**Written task**
Copy the records below word for word, starting at their first line and ending at the line that contains "[130,141,172,185]", with both ends included. Leave the pictures out of your copy.

(Box annotations for photos)
::::::::

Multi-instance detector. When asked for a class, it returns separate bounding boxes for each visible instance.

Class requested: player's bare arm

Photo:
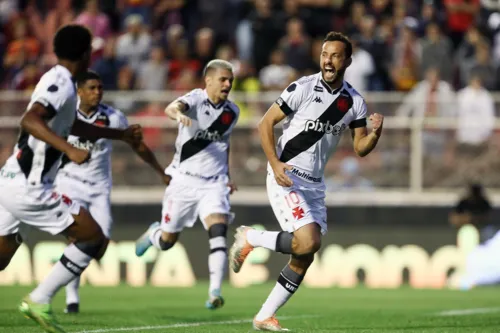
[21,103,90,164]
[71,119,142,144]
[259,103,293,187]
[227,145,238,194]
[352,113,384,157]
[165,101,191,127]
[130,141,172,185]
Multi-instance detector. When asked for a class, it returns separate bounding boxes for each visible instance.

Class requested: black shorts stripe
[42,147,62,179]
[17,130,33,178]
[180,107,236,163]
[280,90,353,163]
[276,97,293,116]
[349,118,366,129]
[210,247,227,253]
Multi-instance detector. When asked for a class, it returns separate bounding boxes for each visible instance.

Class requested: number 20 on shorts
[285,191,300,208]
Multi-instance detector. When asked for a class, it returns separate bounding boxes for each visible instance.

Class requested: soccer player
[229,32,383,331]
[0,25,142,332]
[56,71,170,313]
[136,59,239,309]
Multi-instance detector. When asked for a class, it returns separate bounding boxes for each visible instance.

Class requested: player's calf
[135,222,179,257]
[0,234,22,271]
[205,221,227,309]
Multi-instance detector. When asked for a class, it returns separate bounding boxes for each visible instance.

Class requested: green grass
[0,284,500,333]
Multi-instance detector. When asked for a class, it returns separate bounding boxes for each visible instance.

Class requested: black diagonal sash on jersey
[280,90,353,163]
[180,107,236,162]
[17,130,33,179]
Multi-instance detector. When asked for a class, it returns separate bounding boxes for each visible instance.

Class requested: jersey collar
[203,89,227,109]
[319,72,345,95]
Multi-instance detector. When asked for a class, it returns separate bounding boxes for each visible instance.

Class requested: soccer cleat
[253,316,289,332]
[205,289,224,310]
[135,222,160,257]
[19,296,66,333]
[64,303,80,314]
[229,226,253,273]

::::::::

**Task result**
Multi-instance detector. When asked for a class, it returns separate bounding boxes for each visible instance.

Class requested: player's bare arm

Photo:
[21,103,90,164]
[71,119,142,144]
[259,103,293,187]
[227,145,238,194]
[352,113,384,157]
[165,101,191,127]
[130,141,172,185]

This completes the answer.